── Bloco de texto ──

28 August 2018

CONHECER O SEGREDO 


“First thought, best thought” era o princípio orientador da poesia de Allen Ginsberg: dar livre curso ao pensamento “espontâneo” sem necessidade de o filtrar através de disciplinas ou formas estéticas. David Tattersall, dos Wave Pictures, prefere citar Neil Young – “The more you think, the more you stink” – e, a propósito do último album, Brushes With Happines, acrescenta: “Gravámo-lo todo, ao vivo, numa pequena sala, durante uma noite de Janeiro, até de madrugada. Escutá-lo é como estar presente numa cerimónia, conduz-nos até aquele lugar. É como ser-nos dado a conhecer um segredo que emana de um grupo de pessoas num determinado ponto, no tempo e no espaço. Imensas bandas alegam ter gravado o seu Tonight’s The Night ou Astral Weeks, um álbum especial registado naquelas raras circunstâncias noturnas, livres de pressões, uma colecção de jams inspiradas. Na verdade, não foi isso que aconteceu. Passaram eternidades a aperfeiçoá-lo. Este nosso é autêntico. Uma improvisação genuinamente embriagada” (no original, em inglês, “a genuine shitfaced improvisation” soa bastante mais realista).

───

■ **Instrução**
Dê continuidade ao texto sobre o álbum dos Wave Pictures, começando logo após a última frase.

── Dados de origem ──

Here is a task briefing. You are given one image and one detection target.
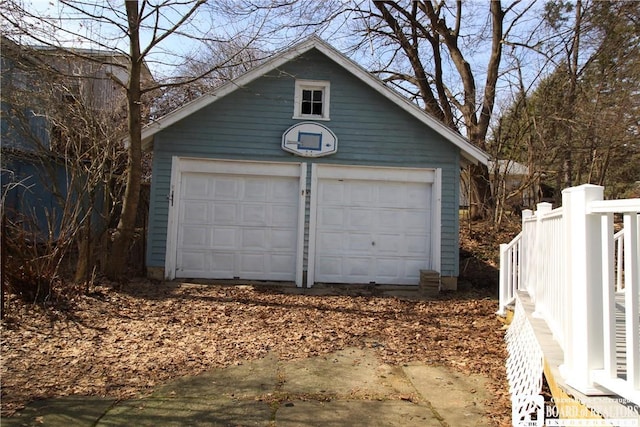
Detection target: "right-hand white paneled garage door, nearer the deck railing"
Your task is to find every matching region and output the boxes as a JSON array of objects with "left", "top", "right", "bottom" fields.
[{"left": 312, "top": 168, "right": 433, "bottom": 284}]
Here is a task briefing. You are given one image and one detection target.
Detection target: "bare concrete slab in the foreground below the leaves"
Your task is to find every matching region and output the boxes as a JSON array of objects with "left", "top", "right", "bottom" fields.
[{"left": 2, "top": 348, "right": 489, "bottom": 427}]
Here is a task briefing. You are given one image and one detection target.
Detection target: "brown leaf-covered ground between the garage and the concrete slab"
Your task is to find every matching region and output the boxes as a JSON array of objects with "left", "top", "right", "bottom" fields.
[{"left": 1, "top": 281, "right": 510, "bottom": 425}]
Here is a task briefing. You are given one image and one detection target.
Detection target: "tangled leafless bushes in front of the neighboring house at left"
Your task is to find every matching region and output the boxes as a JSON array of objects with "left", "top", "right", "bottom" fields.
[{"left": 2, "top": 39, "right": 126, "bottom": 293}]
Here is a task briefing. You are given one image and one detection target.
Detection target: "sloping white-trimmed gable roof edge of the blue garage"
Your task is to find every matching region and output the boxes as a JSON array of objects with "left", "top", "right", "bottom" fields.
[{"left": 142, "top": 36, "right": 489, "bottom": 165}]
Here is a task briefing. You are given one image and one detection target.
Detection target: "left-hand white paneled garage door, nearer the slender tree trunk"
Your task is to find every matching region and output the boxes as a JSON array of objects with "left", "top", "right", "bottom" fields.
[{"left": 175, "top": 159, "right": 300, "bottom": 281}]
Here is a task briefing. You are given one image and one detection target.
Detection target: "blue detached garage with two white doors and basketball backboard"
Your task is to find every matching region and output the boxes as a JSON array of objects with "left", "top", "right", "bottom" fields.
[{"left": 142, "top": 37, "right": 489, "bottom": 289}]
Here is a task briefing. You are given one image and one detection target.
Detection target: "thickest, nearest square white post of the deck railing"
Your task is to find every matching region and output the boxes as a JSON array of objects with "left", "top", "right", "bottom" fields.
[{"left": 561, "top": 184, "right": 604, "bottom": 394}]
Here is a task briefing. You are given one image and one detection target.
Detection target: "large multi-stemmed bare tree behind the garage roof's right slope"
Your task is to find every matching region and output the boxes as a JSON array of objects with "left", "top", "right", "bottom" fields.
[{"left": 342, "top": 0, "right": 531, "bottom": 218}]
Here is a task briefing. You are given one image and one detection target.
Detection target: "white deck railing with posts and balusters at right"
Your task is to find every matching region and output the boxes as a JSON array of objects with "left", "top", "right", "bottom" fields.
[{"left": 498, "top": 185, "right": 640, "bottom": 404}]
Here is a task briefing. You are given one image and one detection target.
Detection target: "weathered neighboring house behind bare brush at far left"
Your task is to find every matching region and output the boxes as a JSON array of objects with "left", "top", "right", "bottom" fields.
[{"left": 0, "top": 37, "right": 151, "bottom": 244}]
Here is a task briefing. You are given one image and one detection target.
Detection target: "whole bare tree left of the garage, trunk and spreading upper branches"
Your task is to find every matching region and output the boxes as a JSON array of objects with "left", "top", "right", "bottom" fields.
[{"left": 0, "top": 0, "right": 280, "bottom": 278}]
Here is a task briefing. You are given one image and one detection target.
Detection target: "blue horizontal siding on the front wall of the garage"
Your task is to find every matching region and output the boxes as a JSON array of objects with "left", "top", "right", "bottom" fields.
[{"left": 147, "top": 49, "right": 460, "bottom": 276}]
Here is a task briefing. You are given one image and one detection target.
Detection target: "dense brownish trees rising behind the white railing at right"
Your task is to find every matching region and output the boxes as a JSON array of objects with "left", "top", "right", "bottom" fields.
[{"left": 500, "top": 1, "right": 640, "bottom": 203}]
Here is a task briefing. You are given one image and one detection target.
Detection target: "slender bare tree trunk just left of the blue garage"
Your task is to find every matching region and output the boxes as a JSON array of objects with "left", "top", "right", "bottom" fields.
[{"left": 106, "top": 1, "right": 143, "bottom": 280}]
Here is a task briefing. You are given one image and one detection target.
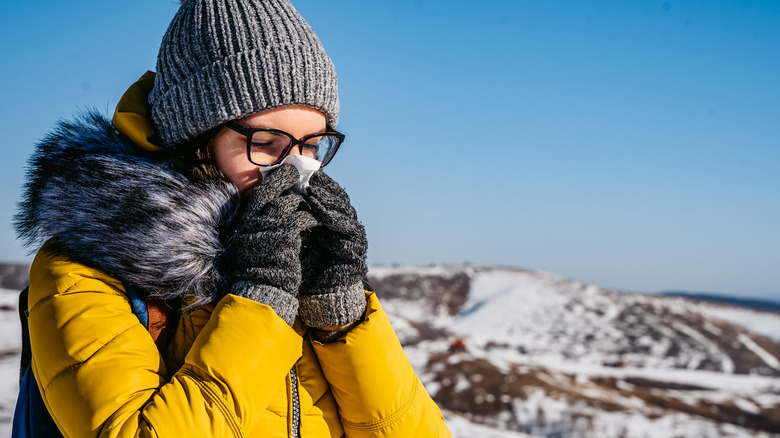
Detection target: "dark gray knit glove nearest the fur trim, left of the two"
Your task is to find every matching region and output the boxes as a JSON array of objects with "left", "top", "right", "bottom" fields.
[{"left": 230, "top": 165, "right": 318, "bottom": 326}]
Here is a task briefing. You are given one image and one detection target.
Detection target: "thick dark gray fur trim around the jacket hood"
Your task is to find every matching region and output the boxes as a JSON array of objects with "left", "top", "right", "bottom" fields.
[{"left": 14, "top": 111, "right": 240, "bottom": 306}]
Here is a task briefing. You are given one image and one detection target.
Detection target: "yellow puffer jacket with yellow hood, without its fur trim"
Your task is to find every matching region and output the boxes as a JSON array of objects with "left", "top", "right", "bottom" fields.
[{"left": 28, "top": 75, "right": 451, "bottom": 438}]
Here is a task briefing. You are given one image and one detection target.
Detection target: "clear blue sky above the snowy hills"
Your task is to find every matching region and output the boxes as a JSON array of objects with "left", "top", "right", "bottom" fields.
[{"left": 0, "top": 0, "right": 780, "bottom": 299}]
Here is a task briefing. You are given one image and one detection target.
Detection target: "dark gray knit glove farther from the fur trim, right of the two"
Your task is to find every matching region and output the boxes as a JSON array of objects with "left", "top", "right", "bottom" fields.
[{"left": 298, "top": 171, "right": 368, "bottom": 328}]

───
── Dados de origem ──

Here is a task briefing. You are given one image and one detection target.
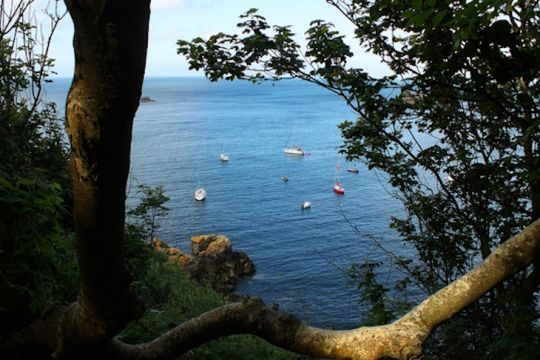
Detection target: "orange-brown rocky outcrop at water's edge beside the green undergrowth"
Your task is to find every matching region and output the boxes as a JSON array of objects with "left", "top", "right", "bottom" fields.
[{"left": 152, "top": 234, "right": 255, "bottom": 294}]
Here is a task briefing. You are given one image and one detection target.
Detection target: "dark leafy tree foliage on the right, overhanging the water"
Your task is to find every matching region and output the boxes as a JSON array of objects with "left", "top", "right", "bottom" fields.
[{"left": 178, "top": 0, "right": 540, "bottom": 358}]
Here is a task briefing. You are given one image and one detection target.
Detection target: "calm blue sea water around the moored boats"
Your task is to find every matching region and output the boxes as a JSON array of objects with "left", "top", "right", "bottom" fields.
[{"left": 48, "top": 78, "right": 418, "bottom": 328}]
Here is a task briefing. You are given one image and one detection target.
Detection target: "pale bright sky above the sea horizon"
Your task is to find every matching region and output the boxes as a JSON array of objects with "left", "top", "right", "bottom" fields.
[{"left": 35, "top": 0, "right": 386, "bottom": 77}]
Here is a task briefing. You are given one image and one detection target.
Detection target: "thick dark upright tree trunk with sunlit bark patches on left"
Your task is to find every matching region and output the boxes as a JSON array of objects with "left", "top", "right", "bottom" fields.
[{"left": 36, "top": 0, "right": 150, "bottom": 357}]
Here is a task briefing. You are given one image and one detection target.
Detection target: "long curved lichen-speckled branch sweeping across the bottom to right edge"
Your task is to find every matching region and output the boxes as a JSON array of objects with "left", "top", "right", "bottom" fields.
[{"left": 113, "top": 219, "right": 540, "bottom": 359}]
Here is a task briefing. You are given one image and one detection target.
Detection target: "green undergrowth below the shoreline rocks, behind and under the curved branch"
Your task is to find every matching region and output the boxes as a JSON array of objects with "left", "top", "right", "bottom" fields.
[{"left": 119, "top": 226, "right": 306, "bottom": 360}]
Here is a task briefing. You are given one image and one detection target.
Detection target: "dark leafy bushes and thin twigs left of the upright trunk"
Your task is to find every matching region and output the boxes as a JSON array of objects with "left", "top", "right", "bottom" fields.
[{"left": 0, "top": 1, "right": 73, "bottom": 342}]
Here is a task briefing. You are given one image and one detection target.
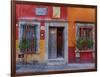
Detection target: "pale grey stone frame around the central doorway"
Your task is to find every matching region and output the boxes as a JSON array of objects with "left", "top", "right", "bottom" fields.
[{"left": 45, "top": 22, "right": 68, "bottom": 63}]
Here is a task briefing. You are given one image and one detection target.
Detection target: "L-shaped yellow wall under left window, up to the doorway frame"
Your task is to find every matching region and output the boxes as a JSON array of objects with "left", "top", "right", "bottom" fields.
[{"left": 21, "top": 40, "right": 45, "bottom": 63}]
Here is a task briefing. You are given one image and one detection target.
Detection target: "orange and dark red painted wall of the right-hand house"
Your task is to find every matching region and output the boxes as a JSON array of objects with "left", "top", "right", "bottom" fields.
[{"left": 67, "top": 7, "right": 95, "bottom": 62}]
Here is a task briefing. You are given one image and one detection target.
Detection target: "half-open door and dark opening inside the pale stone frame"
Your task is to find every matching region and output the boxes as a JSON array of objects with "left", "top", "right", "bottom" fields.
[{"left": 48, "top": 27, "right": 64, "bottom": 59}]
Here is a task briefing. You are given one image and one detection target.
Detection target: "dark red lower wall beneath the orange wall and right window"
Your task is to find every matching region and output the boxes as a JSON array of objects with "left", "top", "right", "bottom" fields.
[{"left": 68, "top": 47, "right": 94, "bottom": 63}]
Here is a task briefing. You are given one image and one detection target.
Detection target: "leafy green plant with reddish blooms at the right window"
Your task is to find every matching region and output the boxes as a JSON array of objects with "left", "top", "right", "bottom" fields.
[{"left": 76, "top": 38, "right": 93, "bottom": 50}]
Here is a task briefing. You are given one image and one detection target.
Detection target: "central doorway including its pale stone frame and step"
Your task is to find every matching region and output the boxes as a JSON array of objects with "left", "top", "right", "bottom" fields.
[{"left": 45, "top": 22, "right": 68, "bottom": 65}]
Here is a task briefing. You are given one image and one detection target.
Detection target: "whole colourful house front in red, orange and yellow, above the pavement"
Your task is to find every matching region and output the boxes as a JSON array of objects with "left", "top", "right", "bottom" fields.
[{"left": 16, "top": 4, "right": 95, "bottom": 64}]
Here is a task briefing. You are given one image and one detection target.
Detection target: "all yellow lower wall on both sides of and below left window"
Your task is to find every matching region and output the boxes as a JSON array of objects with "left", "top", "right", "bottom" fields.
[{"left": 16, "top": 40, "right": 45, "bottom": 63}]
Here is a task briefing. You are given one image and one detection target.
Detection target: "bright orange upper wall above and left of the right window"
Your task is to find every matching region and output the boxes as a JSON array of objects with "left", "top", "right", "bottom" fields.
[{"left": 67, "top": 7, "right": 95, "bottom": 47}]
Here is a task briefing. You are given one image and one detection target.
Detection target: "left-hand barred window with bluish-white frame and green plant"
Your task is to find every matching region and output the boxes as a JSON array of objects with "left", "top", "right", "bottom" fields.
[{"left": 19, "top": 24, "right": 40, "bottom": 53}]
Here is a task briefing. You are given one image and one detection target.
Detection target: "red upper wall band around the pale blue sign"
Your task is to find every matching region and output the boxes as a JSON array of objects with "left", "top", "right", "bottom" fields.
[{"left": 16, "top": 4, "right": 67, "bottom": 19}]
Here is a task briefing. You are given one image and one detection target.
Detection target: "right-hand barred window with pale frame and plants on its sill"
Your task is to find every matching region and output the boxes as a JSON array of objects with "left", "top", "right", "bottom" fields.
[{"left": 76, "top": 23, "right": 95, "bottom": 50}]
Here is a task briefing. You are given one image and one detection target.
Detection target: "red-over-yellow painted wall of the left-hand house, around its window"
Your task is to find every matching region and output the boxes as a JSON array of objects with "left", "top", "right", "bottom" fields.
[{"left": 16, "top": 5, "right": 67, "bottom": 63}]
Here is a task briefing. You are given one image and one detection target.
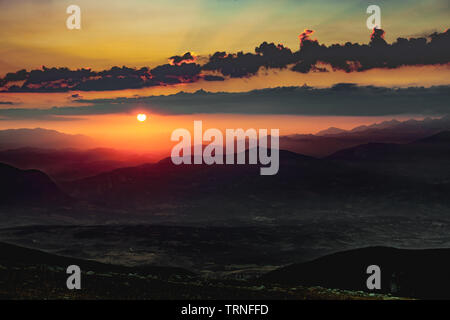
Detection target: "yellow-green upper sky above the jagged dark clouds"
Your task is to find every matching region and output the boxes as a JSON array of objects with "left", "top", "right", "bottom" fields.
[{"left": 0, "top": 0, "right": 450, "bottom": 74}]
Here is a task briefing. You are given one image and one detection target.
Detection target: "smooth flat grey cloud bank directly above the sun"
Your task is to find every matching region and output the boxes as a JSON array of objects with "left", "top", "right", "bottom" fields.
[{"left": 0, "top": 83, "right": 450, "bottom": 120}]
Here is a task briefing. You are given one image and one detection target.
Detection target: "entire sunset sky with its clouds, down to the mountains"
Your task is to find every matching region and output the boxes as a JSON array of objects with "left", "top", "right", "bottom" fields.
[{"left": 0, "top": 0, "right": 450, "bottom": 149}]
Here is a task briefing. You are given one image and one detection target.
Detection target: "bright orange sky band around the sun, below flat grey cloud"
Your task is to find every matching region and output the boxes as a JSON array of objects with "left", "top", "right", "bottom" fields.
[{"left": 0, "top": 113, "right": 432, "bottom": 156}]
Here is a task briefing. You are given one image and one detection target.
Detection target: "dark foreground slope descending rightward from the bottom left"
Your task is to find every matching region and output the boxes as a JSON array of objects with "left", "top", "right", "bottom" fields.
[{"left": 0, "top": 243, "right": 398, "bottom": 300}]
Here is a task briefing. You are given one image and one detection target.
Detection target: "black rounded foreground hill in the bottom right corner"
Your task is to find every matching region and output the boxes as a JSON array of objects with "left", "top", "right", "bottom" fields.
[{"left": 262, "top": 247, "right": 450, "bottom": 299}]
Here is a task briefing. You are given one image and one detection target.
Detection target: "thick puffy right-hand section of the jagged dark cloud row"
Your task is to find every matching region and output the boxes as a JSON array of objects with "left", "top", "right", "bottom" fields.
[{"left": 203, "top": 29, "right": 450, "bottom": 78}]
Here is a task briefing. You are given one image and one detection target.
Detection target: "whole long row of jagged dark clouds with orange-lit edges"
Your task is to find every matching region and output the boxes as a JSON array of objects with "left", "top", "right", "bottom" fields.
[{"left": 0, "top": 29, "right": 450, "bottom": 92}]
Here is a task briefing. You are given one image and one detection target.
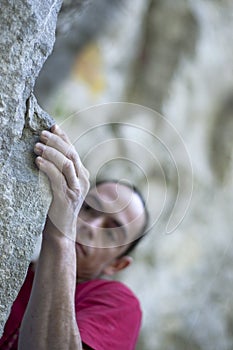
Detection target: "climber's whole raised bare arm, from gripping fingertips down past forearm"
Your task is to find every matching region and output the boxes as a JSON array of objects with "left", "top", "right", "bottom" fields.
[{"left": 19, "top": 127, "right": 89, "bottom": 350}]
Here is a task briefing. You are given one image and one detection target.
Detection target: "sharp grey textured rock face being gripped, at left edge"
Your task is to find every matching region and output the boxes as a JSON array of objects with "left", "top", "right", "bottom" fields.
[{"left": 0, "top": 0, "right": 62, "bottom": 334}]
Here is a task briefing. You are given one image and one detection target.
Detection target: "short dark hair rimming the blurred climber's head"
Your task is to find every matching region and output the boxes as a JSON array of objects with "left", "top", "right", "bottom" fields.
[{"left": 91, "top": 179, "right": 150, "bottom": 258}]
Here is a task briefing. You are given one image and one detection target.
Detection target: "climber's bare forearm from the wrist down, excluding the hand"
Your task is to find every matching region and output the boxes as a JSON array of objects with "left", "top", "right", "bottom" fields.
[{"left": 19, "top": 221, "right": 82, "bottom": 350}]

───
── Dados de origem ──

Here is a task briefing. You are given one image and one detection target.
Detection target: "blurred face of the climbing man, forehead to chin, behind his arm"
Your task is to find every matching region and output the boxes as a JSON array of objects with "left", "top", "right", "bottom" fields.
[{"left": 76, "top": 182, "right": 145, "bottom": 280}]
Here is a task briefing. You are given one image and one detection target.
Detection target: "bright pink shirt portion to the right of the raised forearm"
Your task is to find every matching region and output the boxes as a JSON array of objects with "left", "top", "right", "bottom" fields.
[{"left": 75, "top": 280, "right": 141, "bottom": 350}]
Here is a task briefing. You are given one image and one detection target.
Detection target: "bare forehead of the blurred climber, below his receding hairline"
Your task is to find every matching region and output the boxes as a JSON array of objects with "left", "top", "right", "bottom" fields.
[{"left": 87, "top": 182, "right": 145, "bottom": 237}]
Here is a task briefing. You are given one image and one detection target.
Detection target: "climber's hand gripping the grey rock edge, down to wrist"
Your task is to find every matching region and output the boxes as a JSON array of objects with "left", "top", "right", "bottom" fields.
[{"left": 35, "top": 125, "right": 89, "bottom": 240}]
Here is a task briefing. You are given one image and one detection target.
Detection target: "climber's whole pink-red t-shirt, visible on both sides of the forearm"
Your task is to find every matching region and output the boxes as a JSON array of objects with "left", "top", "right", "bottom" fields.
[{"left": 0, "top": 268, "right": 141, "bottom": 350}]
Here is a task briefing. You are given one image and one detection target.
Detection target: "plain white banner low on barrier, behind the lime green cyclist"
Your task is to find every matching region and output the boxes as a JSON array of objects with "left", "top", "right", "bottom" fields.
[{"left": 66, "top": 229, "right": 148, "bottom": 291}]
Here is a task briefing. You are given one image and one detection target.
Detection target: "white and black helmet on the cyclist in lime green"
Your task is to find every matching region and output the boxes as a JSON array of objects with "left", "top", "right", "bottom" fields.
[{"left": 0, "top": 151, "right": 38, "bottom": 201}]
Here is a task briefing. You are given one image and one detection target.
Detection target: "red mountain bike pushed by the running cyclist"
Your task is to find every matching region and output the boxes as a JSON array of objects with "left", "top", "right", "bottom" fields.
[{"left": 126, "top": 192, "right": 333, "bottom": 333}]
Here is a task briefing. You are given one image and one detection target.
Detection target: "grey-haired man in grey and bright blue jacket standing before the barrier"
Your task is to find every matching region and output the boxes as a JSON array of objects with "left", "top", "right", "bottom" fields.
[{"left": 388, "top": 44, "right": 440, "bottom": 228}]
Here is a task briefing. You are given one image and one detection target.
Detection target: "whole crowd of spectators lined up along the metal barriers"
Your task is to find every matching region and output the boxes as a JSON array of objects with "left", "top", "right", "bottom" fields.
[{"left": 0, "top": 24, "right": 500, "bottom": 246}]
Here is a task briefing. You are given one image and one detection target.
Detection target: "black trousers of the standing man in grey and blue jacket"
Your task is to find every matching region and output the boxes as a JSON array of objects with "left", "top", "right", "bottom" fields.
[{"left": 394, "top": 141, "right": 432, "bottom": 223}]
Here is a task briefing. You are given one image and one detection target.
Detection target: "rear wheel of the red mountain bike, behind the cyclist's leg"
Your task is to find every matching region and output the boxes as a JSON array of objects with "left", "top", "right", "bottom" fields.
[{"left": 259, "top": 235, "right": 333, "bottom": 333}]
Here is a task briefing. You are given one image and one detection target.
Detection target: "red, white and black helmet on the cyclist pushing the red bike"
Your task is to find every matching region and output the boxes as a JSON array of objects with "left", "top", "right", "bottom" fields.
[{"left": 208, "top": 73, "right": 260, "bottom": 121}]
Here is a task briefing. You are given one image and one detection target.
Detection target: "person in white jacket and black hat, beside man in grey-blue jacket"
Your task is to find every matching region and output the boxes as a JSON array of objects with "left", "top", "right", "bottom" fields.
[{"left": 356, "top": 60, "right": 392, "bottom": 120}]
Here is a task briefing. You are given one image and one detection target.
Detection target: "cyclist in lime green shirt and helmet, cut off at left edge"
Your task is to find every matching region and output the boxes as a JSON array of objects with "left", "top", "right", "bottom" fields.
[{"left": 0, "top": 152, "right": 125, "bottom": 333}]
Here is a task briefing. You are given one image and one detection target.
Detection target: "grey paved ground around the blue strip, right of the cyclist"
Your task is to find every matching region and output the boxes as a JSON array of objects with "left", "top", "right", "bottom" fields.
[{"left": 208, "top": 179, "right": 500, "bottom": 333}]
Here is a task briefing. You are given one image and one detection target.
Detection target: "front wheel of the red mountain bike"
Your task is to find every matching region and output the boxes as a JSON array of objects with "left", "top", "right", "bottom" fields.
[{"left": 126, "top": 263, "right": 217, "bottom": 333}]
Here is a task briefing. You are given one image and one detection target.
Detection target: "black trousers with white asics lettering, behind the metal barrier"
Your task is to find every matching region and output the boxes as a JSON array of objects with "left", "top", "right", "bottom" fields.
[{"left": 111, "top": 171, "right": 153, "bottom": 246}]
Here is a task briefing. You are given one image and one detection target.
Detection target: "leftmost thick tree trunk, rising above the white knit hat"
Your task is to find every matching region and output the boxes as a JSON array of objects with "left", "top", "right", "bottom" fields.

───

■ **Resultado**
O método foi, aliás, um pouco mais radical: quando entraram na “pequena sala”, existiam apenas os textos de David para as nove canções e nem um compasso de música. Tattersall (guitarra), Franic Rozycki (baixo) e Jonny Helm (bateria) teriam de se dedicar à descoberta das peças sonoras que faltavam ao "puzzle", sob a acção supostamente benfazeja dos estimulantes envolvidos. Já com Beer In The Breakers (2011) o plano fora idêntico: gravar num espaço “não muito maior do que uma mesa de sala de jantar”, com material emprestado por Darren Hayman (outra carta fora do baralho, responsável pela série em curso Thankful Villages), sem recorrer a "multitracking" nem "overdubs", em uma ou duas "takes". Desta vez, segundo a lenda, foi tudo à primeira "take". Publique-se a lenda. Porque, tenha acontecido rigorosamente assim ou não, o que importa é que a banda que, desde 2003, após dezasseis óptimos álbuns (e dezenas de colaborações) sem alguma vez ter ultrapassado a condição de “best kept secret”, produziu mais outro clássico confidencial de "words & music", instantâneos (“The little window that I look out of has a pleasing view, electricity pylons seem to be friendly with the trees”) e observações (“There’s something to be learnt from this burnt match”), aparições de Django Reinhardt, Jerry Lee Lewis e Peter Green, e a sombra, só a sombra dos blues.

3 comments:

Bernie said...

Já com atraso, tropecei neste fabuloso álbum. Mais um, de tantos outros que esta banda nos tem trazido. Entrou imediatamente para a lista de favoritos pessoais.
Tórridas camadas sonoras de pesada insuficiência respiratória.

João Lisboa said...

"Tórridas camadas sonoras de pesada insuficiência respiratória"

Abrenúncio!

Bernie said...

Infeliz, eu sei..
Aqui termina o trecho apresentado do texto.